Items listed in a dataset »

......

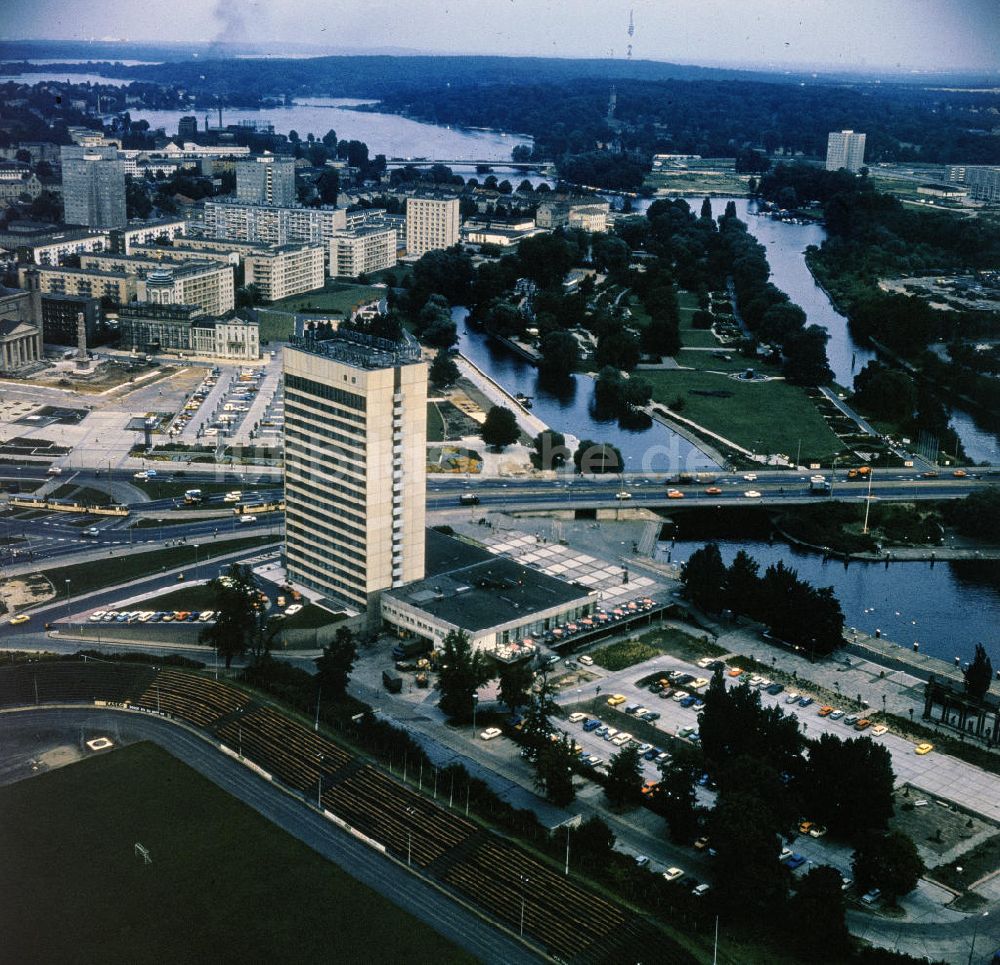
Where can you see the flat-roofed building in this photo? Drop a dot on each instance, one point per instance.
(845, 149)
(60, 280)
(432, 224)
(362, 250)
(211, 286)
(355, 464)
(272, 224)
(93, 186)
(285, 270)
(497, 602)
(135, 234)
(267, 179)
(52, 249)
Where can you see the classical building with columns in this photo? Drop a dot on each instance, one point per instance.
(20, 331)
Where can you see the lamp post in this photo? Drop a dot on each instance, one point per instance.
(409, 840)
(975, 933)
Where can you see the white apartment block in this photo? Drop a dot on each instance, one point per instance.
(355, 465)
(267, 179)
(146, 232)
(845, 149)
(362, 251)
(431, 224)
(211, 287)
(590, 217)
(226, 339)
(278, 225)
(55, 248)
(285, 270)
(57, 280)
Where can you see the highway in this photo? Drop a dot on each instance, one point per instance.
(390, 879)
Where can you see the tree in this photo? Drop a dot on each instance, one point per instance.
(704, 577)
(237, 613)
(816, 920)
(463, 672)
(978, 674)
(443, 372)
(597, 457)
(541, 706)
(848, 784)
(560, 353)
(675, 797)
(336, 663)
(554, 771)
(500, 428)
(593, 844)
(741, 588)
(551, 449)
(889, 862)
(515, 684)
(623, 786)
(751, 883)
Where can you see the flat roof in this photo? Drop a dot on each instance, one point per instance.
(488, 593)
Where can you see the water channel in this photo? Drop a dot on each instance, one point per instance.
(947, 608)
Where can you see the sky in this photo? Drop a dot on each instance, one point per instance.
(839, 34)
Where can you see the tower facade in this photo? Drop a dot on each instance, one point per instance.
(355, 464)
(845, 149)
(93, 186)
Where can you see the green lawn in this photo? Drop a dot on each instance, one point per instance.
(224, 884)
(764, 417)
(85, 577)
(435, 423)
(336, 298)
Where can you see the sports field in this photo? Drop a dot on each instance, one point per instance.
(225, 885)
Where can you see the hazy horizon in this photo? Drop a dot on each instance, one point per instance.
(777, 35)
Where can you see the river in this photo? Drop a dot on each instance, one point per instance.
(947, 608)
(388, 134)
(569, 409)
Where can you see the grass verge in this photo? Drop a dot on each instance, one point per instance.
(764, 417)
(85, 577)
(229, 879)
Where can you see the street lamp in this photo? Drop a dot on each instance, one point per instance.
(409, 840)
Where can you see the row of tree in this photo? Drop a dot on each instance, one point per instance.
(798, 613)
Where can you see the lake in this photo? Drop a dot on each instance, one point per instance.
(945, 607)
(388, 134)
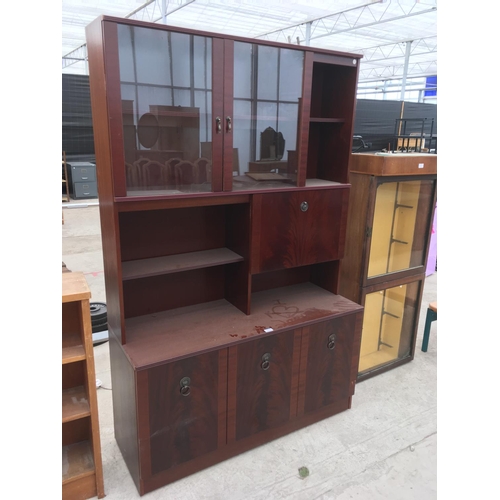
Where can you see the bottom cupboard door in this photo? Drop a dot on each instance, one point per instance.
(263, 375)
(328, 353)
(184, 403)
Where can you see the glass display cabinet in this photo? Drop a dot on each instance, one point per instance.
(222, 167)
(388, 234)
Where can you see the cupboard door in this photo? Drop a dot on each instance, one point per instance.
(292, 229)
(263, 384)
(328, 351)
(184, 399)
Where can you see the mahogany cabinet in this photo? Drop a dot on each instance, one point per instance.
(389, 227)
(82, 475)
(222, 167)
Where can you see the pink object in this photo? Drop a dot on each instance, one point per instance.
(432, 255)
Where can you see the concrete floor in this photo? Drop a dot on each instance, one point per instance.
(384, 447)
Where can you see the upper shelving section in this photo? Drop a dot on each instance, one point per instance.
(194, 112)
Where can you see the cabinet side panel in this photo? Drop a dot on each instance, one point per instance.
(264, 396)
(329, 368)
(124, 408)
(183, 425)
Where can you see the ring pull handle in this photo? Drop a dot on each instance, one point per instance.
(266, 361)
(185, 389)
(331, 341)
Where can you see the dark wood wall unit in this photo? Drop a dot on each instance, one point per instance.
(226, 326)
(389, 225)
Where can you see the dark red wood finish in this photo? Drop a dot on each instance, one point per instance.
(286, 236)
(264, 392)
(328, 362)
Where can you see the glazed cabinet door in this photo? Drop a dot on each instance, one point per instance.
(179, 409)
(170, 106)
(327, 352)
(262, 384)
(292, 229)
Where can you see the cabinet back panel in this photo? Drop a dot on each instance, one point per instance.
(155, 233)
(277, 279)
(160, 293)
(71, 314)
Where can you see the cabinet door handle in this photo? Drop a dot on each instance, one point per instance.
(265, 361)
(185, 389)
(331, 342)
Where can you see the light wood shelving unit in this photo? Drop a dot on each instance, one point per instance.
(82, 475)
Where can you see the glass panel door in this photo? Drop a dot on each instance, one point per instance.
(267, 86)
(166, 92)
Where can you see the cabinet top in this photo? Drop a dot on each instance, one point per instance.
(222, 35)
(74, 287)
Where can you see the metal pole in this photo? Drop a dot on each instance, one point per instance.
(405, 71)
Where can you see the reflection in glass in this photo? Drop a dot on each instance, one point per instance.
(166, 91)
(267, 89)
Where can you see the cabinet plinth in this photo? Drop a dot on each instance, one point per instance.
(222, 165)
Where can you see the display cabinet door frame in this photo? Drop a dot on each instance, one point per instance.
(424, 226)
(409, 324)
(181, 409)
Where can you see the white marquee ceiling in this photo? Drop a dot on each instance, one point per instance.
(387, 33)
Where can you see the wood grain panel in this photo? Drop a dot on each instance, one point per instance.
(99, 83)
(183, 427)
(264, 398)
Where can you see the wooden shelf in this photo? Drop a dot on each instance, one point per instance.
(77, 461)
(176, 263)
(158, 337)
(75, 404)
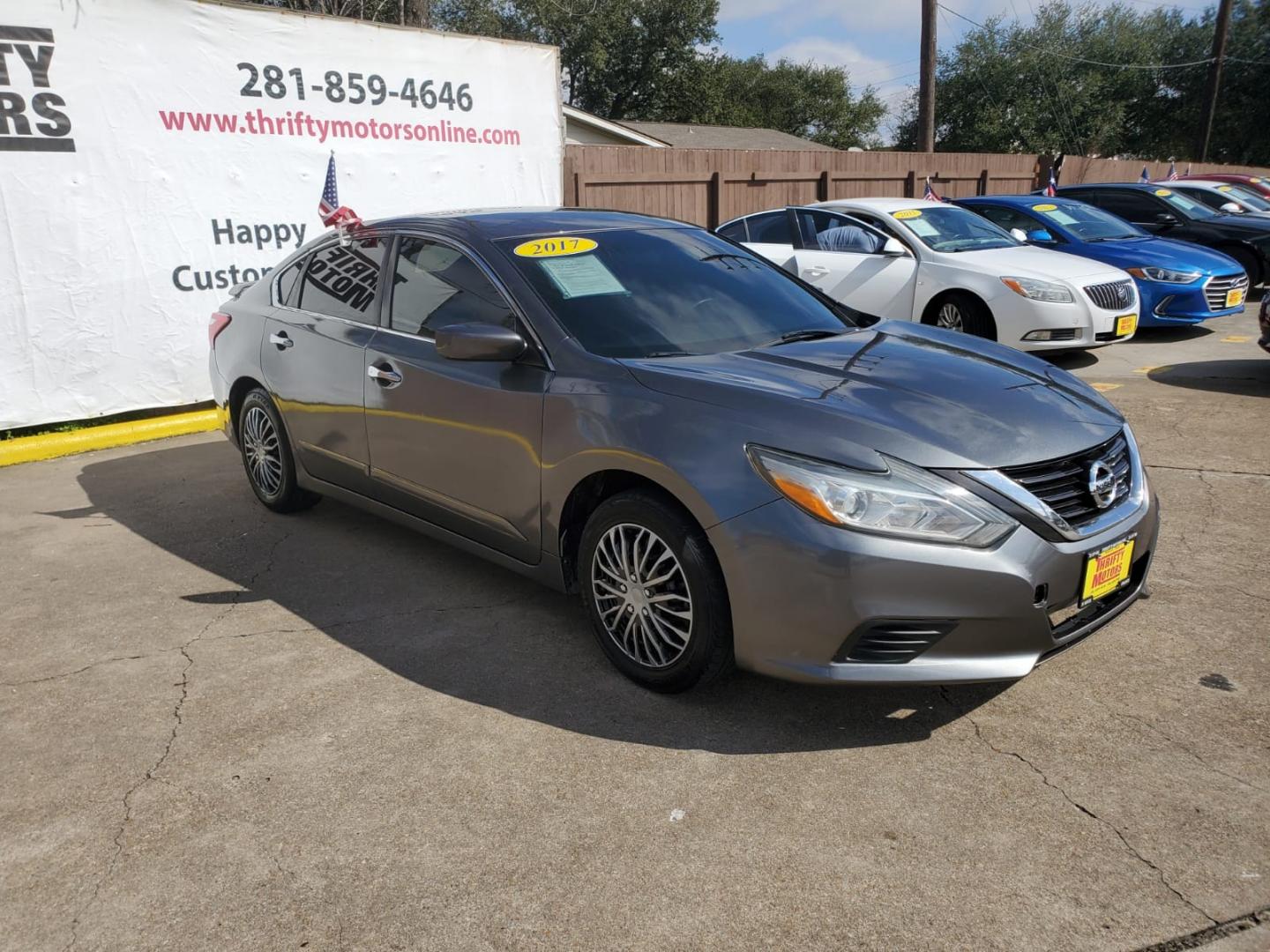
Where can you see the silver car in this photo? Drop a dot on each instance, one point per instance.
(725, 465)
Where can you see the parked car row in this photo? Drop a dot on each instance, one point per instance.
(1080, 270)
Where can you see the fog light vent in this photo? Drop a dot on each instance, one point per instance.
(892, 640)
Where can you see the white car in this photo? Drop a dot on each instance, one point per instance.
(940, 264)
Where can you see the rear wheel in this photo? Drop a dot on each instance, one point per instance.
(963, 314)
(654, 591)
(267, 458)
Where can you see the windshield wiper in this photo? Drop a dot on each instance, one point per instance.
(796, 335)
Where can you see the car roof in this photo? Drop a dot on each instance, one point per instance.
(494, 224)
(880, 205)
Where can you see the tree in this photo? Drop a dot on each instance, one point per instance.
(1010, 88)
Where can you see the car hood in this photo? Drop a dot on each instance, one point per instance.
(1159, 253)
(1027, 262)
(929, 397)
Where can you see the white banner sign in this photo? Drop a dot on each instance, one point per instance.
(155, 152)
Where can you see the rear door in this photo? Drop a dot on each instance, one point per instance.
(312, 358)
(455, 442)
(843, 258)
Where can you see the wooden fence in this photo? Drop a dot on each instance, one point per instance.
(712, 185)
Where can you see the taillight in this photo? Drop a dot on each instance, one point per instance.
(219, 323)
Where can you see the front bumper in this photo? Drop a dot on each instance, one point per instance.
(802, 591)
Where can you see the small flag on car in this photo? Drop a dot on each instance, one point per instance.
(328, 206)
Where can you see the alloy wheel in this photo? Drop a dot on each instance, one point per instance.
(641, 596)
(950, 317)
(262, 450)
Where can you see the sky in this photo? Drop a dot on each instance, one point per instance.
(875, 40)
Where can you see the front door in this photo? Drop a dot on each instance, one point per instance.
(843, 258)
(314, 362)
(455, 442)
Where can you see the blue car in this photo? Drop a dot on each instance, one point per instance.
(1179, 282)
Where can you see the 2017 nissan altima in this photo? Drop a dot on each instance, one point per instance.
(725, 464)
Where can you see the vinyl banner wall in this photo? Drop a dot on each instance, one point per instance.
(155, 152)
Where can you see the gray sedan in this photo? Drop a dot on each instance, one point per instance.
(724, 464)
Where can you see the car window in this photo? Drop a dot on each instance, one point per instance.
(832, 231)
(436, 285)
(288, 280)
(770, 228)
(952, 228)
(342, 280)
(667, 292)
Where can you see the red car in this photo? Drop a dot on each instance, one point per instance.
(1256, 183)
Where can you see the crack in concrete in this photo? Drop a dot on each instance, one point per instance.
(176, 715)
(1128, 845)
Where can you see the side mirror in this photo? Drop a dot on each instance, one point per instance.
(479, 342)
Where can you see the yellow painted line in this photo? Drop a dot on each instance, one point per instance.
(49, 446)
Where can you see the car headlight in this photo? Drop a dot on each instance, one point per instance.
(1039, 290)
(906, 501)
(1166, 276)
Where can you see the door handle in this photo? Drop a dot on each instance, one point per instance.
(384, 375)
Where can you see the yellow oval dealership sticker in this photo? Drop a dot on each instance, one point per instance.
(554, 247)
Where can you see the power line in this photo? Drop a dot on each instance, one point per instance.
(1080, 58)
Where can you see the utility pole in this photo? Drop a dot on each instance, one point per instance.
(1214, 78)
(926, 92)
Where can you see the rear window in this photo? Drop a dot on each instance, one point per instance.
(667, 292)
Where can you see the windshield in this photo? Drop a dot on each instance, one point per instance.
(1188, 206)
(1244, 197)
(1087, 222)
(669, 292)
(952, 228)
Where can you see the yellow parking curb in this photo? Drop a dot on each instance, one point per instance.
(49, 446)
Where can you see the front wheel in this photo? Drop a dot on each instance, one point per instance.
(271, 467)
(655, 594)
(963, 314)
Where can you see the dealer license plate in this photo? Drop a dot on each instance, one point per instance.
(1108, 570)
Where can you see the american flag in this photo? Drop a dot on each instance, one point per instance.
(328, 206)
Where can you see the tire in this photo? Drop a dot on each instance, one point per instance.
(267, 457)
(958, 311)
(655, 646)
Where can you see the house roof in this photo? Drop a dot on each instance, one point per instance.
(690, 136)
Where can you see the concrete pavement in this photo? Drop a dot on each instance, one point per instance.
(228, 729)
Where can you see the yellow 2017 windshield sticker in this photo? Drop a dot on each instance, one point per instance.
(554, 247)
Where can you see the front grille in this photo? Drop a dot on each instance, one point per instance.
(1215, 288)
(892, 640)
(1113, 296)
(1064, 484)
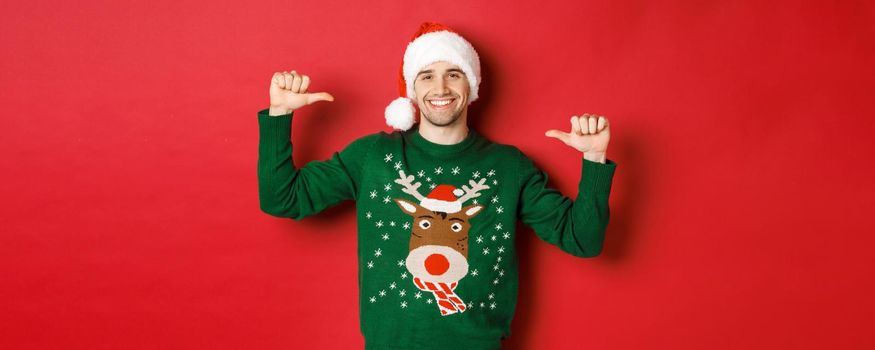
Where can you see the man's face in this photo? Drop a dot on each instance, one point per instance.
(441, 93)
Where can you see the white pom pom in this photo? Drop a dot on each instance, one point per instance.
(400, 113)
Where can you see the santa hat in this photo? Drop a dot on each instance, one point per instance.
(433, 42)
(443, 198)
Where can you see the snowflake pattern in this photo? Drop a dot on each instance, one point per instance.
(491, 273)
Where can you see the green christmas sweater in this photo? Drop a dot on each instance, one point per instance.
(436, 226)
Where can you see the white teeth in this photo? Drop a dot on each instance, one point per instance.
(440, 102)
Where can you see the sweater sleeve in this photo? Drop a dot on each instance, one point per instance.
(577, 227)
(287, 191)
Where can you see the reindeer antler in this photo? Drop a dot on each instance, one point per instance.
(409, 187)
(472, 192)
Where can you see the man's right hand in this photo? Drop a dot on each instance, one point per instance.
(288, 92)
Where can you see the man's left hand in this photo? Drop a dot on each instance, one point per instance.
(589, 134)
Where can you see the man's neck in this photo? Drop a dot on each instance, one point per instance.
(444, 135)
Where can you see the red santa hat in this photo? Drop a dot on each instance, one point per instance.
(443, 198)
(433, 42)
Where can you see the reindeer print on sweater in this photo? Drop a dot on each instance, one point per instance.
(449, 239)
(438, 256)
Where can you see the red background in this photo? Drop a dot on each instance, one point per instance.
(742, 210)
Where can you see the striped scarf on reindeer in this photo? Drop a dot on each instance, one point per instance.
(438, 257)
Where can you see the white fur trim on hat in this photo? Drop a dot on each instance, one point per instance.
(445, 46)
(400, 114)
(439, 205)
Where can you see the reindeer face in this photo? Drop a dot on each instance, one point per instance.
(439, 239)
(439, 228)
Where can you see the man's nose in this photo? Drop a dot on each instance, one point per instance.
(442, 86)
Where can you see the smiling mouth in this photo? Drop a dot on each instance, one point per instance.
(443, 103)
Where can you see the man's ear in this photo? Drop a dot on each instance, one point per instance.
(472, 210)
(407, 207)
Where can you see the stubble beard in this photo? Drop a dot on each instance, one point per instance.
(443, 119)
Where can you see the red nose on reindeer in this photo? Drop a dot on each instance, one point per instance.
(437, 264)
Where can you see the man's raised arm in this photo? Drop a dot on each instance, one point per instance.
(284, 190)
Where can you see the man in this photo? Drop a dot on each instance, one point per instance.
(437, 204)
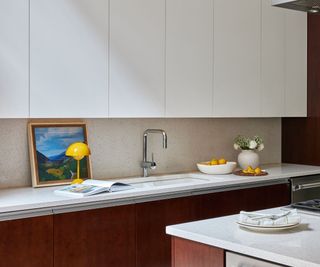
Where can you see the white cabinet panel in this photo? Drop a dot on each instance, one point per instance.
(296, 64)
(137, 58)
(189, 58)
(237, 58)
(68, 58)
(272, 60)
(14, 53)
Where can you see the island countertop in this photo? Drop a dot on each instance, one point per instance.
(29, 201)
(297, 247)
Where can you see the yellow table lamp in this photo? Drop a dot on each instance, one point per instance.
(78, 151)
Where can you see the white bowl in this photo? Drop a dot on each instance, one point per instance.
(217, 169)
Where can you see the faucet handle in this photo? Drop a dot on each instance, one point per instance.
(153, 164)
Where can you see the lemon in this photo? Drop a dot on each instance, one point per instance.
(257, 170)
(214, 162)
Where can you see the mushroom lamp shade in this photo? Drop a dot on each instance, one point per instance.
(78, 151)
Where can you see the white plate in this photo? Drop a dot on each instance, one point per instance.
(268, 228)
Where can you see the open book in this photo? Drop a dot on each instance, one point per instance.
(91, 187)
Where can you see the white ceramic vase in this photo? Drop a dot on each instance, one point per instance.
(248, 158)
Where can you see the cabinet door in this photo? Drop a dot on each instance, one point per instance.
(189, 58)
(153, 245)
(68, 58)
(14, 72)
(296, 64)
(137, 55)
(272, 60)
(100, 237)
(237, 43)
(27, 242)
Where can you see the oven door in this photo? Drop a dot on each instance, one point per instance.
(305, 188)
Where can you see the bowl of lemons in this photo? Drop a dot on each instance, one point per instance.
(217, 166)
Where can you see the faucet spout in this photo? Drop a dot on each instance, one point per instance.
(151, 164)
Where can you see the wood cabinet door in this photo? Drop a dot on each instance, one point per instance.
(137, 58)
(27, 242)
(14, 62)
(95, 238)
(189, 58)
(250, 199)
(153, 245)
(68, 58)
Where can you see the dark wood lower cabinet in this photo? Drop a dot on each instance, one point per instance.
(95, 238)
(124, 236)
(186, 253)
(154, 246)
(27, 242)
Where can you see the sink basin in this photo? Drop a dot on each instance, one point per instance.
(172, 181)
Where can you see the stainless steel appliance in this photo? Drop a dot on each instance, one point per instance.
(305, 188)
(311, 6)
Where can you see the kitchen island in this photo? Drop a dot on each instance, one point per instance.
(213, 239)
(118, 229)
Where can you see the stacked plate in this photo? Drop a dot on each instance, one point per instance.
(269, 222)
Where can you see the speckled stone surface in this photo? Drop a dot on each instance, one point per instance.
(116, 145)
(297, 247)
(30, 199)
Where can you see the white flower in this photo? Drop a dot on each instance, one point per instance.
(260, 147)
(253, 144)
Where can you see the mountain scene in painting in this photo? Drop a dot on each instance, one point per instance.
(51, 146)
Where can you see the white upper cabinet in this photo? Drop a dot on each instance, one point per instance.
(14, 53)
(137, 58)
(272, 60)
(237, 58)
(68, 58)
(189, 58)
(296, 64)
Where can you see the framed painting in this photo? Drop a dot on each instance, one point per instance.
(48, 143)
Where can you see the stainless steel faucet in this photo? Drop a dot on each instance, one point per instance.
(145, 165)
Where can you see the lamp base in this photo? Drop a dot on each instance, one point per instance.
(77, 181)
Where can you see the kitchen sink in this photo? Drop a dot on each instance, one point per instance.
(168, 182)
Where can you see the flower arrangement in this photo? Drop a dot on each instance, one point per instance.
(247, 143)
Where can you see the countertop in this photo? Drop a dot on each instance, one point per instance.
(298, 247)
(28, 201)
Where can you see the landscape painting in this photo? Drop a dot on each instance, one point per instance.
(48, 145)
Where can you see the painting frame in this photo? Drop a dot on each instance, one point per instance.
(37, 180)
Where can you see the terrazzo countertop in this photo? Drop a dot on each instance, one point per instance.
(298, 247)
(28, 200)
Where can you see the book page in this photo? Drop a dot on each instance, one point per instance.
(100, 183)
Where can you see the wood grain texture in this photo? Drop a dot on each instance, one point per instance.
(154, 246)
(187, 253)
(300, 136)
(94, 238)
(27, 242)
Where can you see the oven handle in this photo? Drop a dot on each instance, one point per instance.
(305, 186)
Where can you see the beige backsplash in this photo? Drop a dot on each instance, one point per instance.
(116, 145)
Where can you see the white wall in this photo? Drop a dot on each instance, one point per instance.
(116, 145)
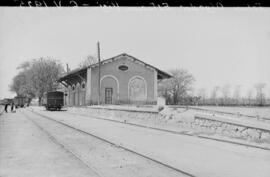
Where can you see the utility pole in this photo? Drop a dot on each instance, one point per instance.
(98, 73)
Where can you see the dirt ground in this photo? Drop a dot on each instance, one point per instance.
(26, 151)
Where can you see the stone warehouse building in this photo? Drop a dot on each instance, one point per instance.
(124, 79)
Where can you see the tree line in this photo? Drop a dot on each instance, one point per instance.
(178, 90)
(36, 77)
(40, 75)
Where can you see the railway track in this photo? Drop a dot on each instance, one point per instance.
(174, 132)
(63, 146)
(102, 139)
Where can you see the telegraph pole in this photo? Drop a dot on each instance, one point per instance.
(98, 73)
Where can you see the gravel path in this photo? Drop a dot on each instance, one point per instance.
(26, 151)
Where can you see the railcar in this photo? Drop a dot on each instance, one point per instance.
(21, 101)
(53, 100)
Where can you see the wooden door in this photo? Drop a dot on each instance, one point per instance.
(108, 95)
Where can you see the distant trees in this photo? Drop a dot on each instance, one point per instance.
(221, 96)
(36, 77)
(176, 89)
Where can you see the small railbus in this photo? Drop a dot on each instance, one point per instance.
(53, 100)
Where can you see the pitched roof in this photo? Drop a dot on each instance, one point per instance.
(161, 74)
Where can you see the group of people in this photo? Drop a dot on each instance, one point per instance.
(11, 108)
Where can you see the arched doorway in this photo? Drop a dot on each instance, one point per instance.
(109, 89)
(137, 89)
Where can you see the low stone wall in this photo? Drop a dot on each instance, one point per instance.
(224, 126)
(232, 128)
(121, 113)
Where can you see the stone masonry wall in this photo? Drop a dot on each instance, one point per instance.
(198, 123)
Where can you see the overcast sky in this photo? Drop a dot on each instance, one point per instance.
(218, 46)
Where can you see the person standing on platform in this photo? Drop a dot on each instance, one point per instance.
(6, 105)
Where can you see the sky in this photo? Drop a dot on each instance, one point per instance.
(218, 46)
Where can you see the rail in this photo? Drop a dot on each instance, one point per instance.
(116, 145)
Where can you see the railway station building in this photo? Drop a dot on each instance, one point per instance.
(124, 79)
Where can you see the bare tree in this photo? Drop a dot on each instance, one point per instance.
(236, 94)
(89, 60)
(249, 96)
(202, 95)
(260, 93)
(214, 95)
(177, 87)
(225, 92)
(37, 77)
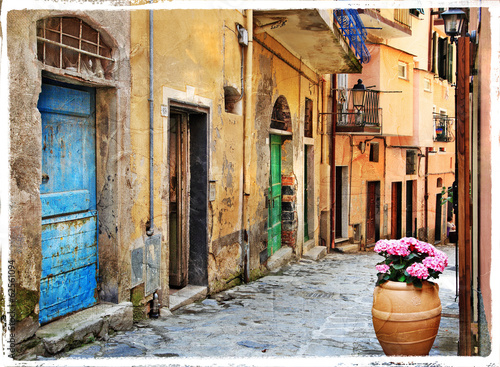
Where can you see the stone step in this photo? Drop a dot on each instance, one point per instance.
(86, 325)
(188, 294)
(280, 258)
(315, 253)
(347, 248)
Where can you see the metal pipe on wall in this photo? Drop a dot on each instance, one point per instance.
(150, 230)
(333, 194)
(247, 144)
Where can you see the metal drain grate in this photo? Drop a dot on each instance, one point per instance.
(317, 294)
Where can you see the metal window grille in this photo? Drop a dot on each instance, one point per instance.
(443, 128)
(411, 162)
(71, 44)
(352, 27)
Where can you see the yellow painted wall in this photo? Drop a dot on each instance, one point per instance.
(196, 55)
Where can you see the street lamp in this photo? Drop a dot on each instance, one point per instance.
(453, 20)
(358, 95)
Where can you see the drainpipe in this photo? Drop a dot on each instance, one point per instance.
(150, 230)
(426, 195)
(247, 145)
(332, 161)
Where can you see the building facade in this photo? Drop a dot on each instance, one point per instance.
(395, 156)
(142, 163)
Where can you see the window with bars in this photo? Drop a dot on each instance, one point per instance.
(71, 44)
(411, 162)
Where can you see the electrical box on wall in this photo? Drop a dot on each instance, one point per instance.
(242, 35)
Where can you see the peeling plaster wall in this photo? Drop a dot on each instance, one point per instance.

......

TASK STATEMENT » Take only the line containing "Where can you see the bare" and every line after it to the end of the entries, and copy them exactly, pictures excluded.

ANSWER »
Where can you see the bare tree in this photo? Drop a dot on each instance, one point per instance.
(236, 94)
(89, 60)
(249, 96)
(202, 95)
(260, 93)
(214, 95)
(177, 87)
(225, 92)
(37, 77)
Where can you see the stone step in this photo? Drop a dot on each instance, one point per instance.
(86, 325)
(188, 294)
(280, 258)
(315, 253)
(347, 248)
Where can you see the metal pipe on wall in this photo? Drop a dot on each instance, one point per instance.
(150, 230)
(333, 194)
(247, 144)
Where can you see the metal drain grate in this photo? Drop a dot on each instance, one point per instance.
(317, 294)
Where can you see the metal window grille in this photo? Drop a dot on each instance, one point per instance.
(443, 128)
(411, 162)
(71, 44)
(352, 27)
Where can you see the yellow painted wall in this photo? Drop a dot on each instance, one point per instance.
(196, 55)
Where can you see the street lamp in this photo? Drop a dot on each instance, one point per instance.
(453, 20)
(358, 95)
Where can you see the drainpipe in this photo? Drop a dot on each instance, one point per instance.
(150, 230)
(426, 195)
(247, 145)
(332, 161)
Where can you see the building facade in this photo? Drop a dot on each instance, one point per instance.
(395, 156)
(142, 163)
Where can you see the window with bars in this photo? Drop a dot on each instance, one point per instance.
(71, 44)
(411, 162)
Where can you see the electrical box on wall in this photo? Drop a dot on each instance, one point per instance.
(242, 35)
Where can you see the peeling plaster wall in this photo? Drop a dot on each instance, one point per instance.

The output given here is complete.